In every one of the rows below, swap "query" for "search term" and write out the lines again with nothing else changed, omitting the pictures.
* Start *
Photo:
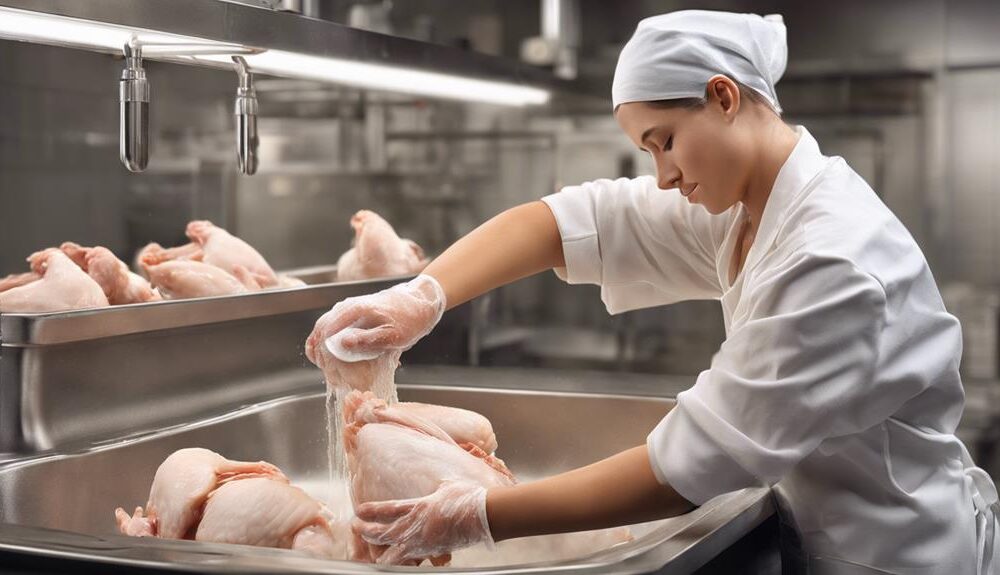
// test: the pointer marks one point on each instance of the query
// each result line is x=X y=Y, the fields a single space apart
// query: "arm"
x=519 y=242
x=619 y=490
* End *
• [Correct output]:
Photo:
// test: the pointer marks one point on each instance of the search term
// each result line is x=X y=Y, the fields a single space apart
// search term: "arm"
x=519 y=242
x=619 y=490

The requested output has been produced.